It takes place at the table next to the cracked open window. On the table is a half eaten yogurt cup, a bag of tortilla chips, a calendar, a black pen, a tea caddy from Holland, a basket filled with art supplies and post cards, a pink box, some bananas, a picture of us in a frame on our wedding day, hair.
There are two cats. One eating out of a red dish. one sleeping at the foot of the bed.
Of last night when Megan (affectionately nicknamed Slim) quoted Amy Poehler of all people. She said,
you have to know when it’s time to turn in your kazoo.
Apparently Amy Poehler worked at some kind of burger joint right out of college. One of those places where you wear funny hats and sing songs into plastic mouth pieces any time a stranger claims it’s their birthday.
The writer knows that
lots of people wait tables. Lots of people wait tables for a very long time. Lots of people make lots of money waiting tables.
Ann Patchett writes of her days slinging fajitas.
The writer spent all of yesterday afternoon at a temp agency; taking tests, and signing dots, and getting hungry.
Temporary office work. Filing. Answering phones. Proofreading.
Kind of like trading in your kazoo for a blow horn.
This is the story that jumps back in time about ten years when the writer waited lots of tables at the adorable cafe on the first floor of The Fine Arts Building on Michigan Avenue.
And one quiet July morning the writer was serving a strange mother and her three beautiful children hot dogs and cappuccinos, and the strange mother looked up at the nice writer and said
you in school honey?
No, not right now. Said the writer.
And then the strange mother looked down at her three beautiful children and said
see kids, this is why you have to go to college so you don’t end up working a job like this.
Of a writer who wrote Meghan Daum, Selfish, Shallow, and Self-Absorbed… down in her notebook. She has to read that. And the new Maggie Nelson.
People ask. People have to ask. Just have to ask the writer the question because the writer is in her mid thirties. And because the writer has been married for three years. Because the writer is not destitute. Because the writer seems relatively happy and able bodied.
People can ask. That’s fine. Anyway, the writer presents herself very open and very curious. So
have at it
Do you want to have kids?

Data ::
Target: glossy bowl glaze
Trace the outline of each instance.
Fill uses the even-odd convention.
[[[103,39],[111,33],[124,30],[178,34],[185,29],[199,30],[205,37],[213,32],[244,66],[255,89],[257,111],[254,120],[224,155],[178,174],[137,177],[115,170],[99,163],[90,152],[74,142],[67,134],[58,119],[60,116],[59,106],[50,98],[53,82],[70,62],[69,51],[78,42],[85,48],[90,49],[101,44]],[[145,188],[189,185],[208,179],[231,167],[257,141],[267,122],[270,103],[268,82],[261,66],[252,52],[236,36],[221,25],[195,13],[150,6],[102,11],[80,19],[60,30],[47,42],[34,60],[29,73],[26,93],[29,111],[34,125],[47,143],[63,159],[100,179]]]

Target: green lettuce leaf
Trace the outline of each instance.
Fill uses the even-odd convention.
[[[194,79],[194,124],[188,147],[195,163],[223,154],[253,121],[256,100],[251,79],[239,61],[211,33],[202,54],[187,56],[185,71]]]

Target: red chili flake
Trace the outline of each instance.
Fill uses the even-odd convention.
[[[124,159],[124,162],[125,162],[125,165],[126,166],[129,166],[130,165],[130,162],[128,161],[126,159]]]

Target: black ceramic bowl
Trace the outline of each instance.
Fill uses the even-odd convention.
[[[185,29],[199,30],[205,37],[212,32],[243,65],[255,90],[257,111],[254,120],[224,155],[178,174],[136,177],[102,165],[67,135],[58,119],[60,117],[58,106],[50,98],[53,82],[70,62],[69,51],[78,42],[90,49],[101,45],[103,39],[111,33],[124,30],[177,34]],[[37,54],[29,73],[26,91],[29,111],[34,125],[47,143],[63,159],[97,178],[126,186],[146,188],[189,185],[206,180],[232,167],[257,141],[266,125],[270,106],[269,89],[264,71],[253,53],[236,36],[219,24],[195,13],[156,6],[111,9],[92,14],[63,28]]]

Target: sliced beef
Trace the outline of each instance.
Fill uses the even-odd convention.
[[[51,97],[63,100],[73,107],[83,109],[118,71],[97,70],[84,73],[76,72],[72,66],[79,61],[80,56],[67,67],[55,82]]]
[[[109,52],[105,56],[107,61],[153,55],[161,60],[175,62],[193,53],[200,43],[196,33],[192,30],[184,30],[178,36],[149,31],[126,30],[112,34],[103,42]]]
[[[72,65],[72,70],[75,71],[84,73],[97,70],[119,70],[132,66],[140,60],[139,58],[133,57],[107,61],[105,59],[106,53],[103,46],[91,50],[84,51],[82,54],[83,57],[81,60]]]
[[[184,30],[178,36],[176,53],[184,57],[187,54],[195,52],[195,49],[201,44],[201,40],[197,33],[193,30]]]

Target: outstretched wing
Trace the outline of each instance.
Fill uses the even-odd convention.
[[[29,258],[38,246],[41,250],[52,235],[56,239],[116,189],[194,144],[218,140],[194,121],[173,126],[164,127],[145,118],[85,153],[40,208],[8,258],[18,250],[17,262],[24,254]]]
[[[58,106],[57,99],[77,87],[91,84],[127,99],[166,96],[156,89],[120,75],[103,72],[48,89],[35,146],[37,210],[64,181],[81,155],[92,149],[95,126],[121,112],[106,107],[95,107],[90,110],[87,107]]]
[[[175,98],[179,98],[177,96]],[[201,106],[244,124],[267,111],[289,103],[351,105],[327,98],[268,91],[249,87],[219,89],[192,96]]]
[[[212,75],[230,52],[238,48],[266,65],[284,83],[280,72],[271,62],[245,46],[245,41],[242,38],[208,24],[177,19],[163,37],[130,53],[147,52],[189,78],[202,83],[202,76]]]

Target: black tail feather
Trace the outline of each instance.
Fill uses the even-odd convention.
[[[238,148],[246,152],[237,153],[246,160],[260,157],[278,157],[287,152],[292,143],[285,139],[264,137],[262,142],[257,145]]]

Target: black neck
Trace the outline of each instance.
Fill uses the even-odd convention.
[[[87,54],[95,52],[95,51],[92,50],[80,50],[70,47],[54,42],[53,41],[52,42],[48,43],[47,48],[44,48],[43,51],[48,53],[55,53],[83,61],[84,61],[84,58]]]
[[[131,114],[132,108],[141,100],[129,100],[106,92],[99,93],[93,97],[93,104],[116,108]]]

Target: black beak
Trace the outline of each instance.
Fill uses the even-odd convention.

Exercise objective ::
Copy the kazoo passage again, starting with "Apparently Amy Poehler" and going on through "it’s their birthday.", but switch "burger joint" to "taco stand".

Solution ::
Apparently Amy Poehler worked at some kind of taco stand right out of college. One of those places where you wear funny hats and sing songs into plastic mouth pieces any time a stranger claims it’s their birthday.